(Referring expression data)
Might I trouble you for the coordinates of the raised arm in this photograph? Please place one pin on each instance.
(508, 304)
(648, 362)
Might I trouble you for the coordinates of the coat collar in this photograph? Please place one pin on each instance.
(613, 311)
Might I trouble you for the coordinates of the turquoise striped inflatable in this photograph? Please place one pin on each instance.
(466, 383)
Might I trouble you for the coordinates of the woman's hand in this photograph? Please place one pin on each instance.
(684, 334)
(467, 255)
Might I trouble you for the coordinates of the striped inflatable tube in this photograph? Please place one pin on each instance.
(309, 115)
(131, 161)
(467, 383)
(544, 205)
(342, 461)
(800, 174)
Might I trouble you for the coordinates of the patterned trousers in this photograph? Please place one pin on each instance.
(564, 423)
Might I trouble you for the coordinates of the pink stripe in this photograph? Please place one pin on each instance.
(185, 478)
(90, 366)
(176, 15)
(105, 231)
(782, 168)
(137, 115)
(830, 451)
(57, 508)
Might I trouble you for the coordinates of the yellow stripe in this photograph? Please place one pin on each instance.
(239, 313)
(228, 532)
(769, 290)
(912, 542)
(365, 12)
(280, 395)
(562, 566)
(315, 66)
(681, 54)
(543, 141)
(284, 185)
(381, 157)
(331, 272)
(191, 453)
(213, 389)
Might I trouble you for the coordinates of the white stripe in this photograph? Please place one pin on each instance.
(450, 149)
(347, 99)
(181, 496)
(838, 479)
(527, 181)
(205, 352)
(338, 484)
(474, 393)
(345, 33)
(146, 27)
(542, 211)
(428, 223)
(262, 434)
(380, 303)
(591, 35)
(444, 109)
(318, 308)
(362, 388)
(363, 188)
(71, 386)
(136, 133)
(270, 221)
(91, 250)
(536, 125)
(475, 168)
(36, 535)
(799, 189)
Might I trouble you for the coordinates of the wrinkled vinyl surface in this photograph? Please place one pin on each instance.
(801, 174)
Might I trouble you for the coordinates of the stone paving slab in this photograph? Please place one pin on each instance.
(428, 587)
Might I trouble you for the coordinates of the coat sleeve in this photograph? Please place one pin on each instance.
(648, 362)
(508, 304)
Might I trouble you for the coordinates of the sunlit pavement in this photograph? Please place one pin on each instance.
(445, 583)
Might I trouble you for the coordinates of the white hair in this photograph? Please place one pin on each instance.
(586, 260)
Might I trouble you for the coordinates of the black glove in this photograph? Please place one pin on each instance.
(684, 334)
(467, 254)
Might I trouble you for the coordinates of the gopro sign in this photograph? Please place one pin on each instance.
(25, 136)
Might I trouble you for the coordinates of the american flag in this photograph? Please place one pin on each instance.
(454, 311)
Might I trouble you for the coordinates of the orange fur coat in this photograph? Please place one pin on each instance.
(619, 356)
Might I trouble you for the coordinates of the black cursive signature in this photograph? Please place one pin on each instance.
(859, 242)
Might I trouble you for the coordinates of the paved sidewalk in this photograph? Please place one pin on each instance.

• WORK REQUIRED:
Above are the records; restate each one exactly.

• TASK RESPONSE:
Might I trouble you for the coordinates of the raised arm in this photograph? Please place one pin on each instance.
(508, 304)
(648, 362)
Might I trouble you for the coordinates of the coat collar in this photograph? Please place one pin on each instance.
(613, 311)
Might I trouble you for the coordinates of the turquoise striped inflatable in this photograph? Please place one pin on each instance.
(466, 383)
Might I trouble you for the coordinates of the woman's hand in this photograph? Please place one pin on each instance.
(684, 334)
(467, 255)
Might I trouble you for the coordinates of the striped inflatable tube in this photograph? Please place one pin on each instance.
(309, 115)
(131, 161)
(467, 383)
(544, 205)
(342, 461)
(800, 174)
Might I trouble you for the coordinates of the patterned trousers in this photograph? Please place one pin on each instance.
(564, 423)
Might I trouble you for the coordinates of the pink stripe in this photograph? Please place one pin on each instance.
(185, 478)
(90, 366)
(176, 15)
(105, 231)
(782, 168)
(137, 115)
(830, 451)
(57, 508)
Might I trouble you for the coordinates of the yellow stripe in this photograph? Please place one pin on each instance.
(239, 313)
(228, 532)
(769, 290)
(912, 542)
(365, 12)
(280, 395)
(562, 566)
(315, 66)
(681, 54)
(543, 141)
(284, 185)
(381, 157)
(331, 272)
(191, 453)
(213, 389)
Might I trouble you for the coordinates of the white stripe in this photograph? Please place one pin on each instance.
(450, 149)
(347, 99)
(181, 496)
(838, 479)
(527, 181)
(205, 352)
(338, 484)
(474, 393)
(345, 33)
(146, 27)
(542, 211)
(428, 223)
(262, 434)
(380, 303)
(591, 35)
(444, 109)
(318, 308)
(362, 388)
(363, 188)
(71, 386)
(136, 133)
(270, 221)
(91, 250)
(536, 125)
(475, 168)
(36, 535)
(799, 189)
Might I trouble you for the coordinates of the wrinkled vinyl surface in this photograph? Please place one pin on each instance.
(801, 174)
Might I trouble you for the coordinates of the stone paving slab in this photograph? Please place one pin on each instance.
(428, 587)
Might I trouble you for the coordinates of the coat sleeve in this photograph? Please place one pin on each instance.
(648, 362)
(508, 304)
Might I trouble you for the coordinates of the sunlit pavement in this photograph? Please place one pin on each instance.
(445, 583)
Might I trouble you for the coordinates of the white hair in this photograph? Please place one pin on each instance.
(586, 260)
Might I trouble you for the coordinates of the black glove in this photograph? Please place one pin on each instance.
(684, 334)
(467, 254)
Might I trouble you for the coordinates of the gopro sign in this photograph? Please place one pin on each instance.
(25, 136)
Might I trouble you for the coordinates of the american flag in this photograph? Please place one pin on each instance.
(454, 311)
Might I trouble you for the coordinates of the orange fur coat in this photograph? Please place one pin on each instance.
(619, 356)
Might I trouble you for the coordinates of the black cursive signature in this photograph? Please place one pin on each instance.
(859, 242)
Might I trouble you for the coordinates of the paved sidewalk in this photograph? Please place one pin on each instance.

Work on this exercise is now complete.